> [Exercise instructions]:
Copy out the entries below line for line, keeping every word, number, and punctuation mark unchanged.

> [Dataset excerpt]:
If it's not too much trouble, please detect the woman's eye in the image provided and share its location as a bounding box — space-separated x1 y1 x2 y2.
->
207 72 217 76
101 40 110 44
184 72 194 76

> [The completed task]:
If it's not too much trouble, please detect the woman's eye in the image provided and share its location as a bounding box — space-separated x1 y1 x2 y2.
->
207 72 217 76
101 40 110 44
184 72 194 76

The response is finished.